# [EXERCISE REQUIREMENTS]
Each entry needs to be repeated exactly, with nothing added or removed.

# [RECORDS PROVIDED]

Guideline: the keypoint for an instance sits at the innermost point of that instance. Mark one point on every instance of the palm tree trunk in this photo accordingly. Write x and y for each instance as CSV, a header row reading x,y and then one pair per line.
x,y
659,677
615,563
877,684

# [SOLUTION TO THIS EXERCISE]
Guideline: the keypoint for an instance sits at the innermost point of that instance. Mark one point on every instance of the palm tree trunk in this photo accordingly. Write x and y for each instance as CSV, a header row reading x,y and then one pair per line.
x,y
659,677
615,563
877,684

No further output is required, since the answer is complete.